- [WHAT TO PRODUCE] Below is a listing; write it out exactly and drop any images from it.

[DATA]

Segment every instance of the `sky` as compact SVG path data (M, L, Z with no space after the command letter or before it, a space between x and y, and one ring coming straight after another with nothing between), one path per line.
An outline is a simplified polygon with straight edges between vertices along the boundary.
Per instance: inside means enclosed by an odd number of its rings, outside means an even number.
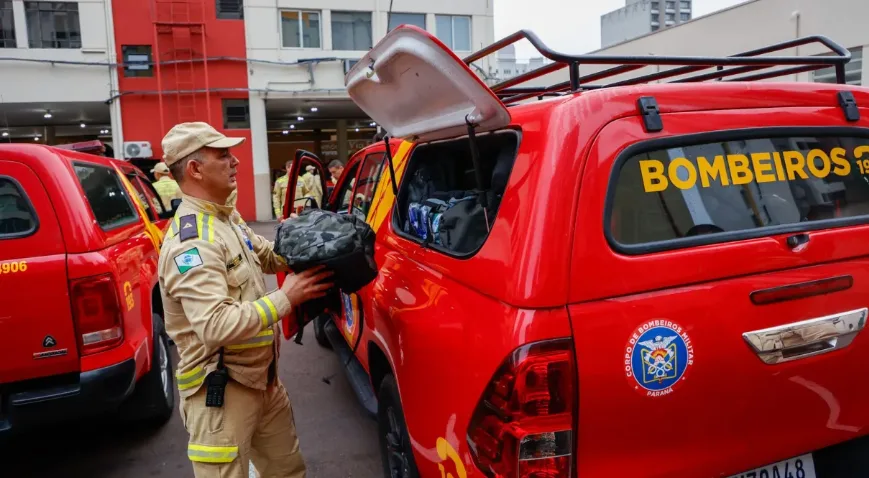
M662 0L663 1L663 0ZM693 0L693 18L746 0ZM531 30L551 48L588 53L600 48L600 17L625 5L625 0L494 0L495 40L518 30ZM516 56L527 59L536 50L516 43Z

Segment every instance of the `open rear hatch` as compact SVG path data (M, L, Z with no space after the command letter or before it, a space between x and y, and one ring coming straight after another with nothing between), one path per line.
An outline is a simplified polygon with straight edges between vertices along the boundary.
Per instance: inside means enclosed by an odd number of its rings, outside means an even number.
M347 73L353 101L396 138L427 142L503 128L510 113L446 45L420 28L392 30Z

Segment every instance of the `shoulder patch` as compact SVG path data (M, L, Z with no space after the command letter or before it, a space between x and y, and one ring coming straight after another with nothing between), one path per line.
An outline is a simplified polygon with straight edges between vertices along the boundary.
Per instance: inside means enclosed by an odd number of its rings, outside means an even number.
M202 265L202 256L199 255L199 249L191 248L175 256L175 266L178 267L178 272L185 272Z
M195 214L181 216L181 219L178 221L178 226L178 237L181 239L181 242L199 237L199 228L196 227Z

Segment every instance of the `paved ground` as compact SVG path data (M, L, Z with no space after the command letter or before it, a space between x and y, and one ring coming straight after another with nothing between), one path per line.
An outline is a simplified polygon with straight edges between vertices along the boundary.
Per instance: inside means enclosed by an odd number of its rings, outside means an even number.
M274 224L254 228L273 239ZM274 276L268 276L271 287ZM280 376L290 392L308 478L382 476L376 428L356 401L336 356L314 332L304 345L283 341ZM339 373L341 372L341 373ZM338 373L327 385L321 379ZM178 413L158 430L112 423L57 427L0 449L0 476L63 478L190 478L187 433Z

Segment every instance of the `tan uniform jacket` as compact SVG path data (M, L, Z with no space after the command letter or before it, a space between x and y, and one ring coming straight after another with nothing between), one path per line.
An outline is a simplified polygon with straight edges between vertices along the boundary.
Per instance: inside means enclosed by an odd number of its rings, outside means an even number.
M273 244L234 208L182 195L158 264L182 397L196 393L216 369L221 347L230 378L266 389L269 368L277 374L278 321L292 307L282 291L266 293L262 272L287 270Z

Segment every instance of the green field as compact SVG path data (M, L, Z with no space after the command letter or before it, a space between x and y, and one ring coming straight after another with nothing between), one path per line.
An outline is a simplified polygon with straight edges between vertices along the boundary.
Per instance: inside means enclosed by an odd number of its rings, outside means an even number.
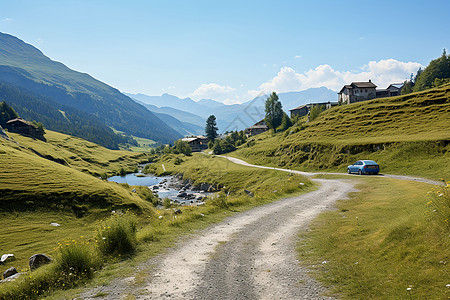
M342 299L450 297L450 203L447 221L432 203L448 187L375 177L358 182L358 192L300 235L300 259Z
M254 137L232 156L298 170L346 172L374 159L382 172L450 177L450 85L334 107L286 132Z

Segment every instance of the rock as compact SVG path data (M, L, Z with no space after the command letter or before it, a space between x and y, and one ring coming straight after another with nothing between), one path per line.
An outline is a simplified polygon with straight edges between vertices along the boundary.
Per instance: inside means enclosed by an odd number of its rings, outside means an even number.
M202 201L202 200L203 200L203 197L202 197L202 196L198 196L198 197L197 197L197 200L198 200L198 201Z
M154 190L157 190L157 189L159 189L159 186L154 185L154 186L153 186L153 189L154 189Z
M180 192L180 193L178 193L178 195L177 195L177 197L179 197L179 198L184 198L184 197L186 197L187 196L187 194L185 193L185 192Z
M50 226L55 226L55 227L59 227L59 226L61 226L60 224L58 224L58 223L50 223Z
M181 211L181 209L177 209L177 210L174 211L174 213L175 213L176 215L179 215L179 214L181 214L181 213L183 213L183 212Z
M16 258L14 257L14 254L3 254L2 255L2 258L0 258L0 261L3 263L3 264L6 264L7 262L10 262L10 261L13 261L13 260L15 260Z
M305 185L303 182L300 182L299 185Z
M244 192L249 196L249 197L253 197L255 196L251 191L249 190L244 190Z
M136 193L136 189L132 189L131 191L132 191L133 193Z
M39 268L42 265L48 264L52 259L45 254L33 254L30 257L29 265L30 270Z
M8 277L11 277L11 276L13 276L14 274L17 274L17 273L18 273L18 272L17 272L16 268L11 267L11 268L9 268L8 270L6 270L6 271L3 273L3 279L6 279L6 278L8 278Z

[/DATA]

- [REPLY TO THE TASK]
Segment every instance of the `sky` as compact SVG path data (M, L, Z with no space after the command letter or before it, a space between x and y, and one ring coming straight after another with nothing between), one path per line.
An outline is a simplified polygon with straight edges between vertices along the boundary.
Per instance: inside means enclosed by an odd number of its rings, outside means an even number.
M662 0L663 1L663 0ZM693 0L693 18L746 0ZM531 30L551 48L588 53L600 48L600 17L625 5L625 0L494 0L495 40L518 30ZM516 56L527 59L536 50L516 43Z

Segment every instance of the `open rear hatch` as compact SVG path data (M, L, Z with no space after the command letter or before it, a space between x and y, and one ring coming straight after another with nothing between), one path per line.
An outline is a simplified polygon with straight edges between vertices along the boundary.
Per instance: inside means enclosed by an odd number of its rings, outside means an even number.
M347 73L353 101L396 138L427 142L503 128L510 113L446 45L420 28L392 30Z

Segment every instance of the `shoulder patch` as compact SVG path data (M, L, Z with no space after the command letter or before it, a space between x and y, and one ring coming straight after another with nothing between), one path per line.
An outline is a simplified polygon with straight edges between vertices along the boundary.
Per instance: inside means enclosed by an odd number of its rings, outside means an even number.
M202 265L202 256L199 255L199 249L191 248L175 256L175 266L178 267L178 272L185 272Z
M195 214L181 216L181 219L178 221L178 226L178 237L181 239L181 242L199 237L199 228L196 227Z

Segment every instance of the `paved ground` as compact SVG path data (M, L, Z with no space after the command letter or before it, a space between x and y, and one ring coming straight after another with nothing between), one path per line.
An outline is a simplified polygon with straight edges between vertices along the boundary.
Per instance: inside means enclosed by an odd number of its rings, outside means an even number.
M274 224L254 228L273 239ZM274 276L268 276L271 287ZM280 376L290 392L308 478L382 476L376 428L356 401L336 356L314 332L304 345L283 341ZM339 373L341 372L341 373ZM338 373L327 385L321 379ZM178 413L158 430L112 423L57 427L0 449L0 476L63 478L190 478L187 433Z

Segment every instance of the `tan uniform jacket` as compact SVG path data (M, L, Z with no space after the command letter or before it, a space between x and y, and one ring coming straight after another with nothing between), one path per line.
An outline is a simplified polygon with straight edges between vertices along the boundary.
Per instance: inside means enclosed by an odd number of its rings, outside means an even number.
M273 244L234 208L182 195L158 264L182 397L196 393L216 369L221 347L230 378L266 389L269 368L277 374L278 321L292 307L282 291L266 293L262 272L287 270Z

Segment every instance of the green field as compact SVG path data (M, L, Z with no space after the command letter or before it, a space between x and y, and one ring coming straight after another with nothing between), one path per line.
An outline is a simplified polygon with straight edges between vertices along the boundary.
Per instance: inside means enclosed by an odd number of its rings, outside means an even number.
M342 299L450 297L450 203L447 221L432 203L448 187L375 177L358 182L358 192L300 235L300 259Z
M254 137L232 156L298 170L346 172L374 159L382 172L450 177L450 85L334 107L286 132Z

Segment every instance of the rock as compact SVG path data (M, L, Z with no space after the command letter or before it, a space between x and y, and one ring coming straight after another with nothing between), one path per line.
An outline is a simplified polygon with straight edges between vertices along the boundary.
Per instance: inside means enclosed by an odd number of its rings, outside means an even number.
M202 201L202 200L203 200L203 197L202 197L202 196L198 196L198 197L197 197L197 200L198 200L198 201Z
M154 190L157 190L157 189L159 189L159 186L154 185L154 186L153 186L153 189L154 189Z
M180 192L180 193L178 193L178 195L177 195L177 197L179 197L179 198L184 198L184 197L186 197L187 196L187 194L185 193L185 192Z
M50 226L55 226L55 227L59 227L59 226L61 226L60 224L58 224L58 223L50 223Z
M181 211L181 209L177 209L177 210L174 211L174 213L175 213L176 215L179 215L179 214L181 214L181 213L183 213L183 212Z
M16 258L14 257L14 254L3 254L2 255L2 258L0 258L0 261L3 263L3 264L6 264L7 262L10 262L10 261L13 261L13 260L15 260Z
M305 185L303 182L300 182L299 185Z
M244 192L249 196L249 197L253 197L255 196L251 191L249 190L244 190Z
M136 193L136 189L132 189L131 191L132 191L133 193Z
M39 268L42 265L48 264L52 259L45 254L33 254L30 257L29 265L30 270Z
M8 277L11 277L11 276L13 276L14 274L17 274L17 273L18 273L18 272L17 272L16 268L11 267L11 268L9 268L8 270L6 270L6 271L3 273L3 279L6 279L6 278L8 278Z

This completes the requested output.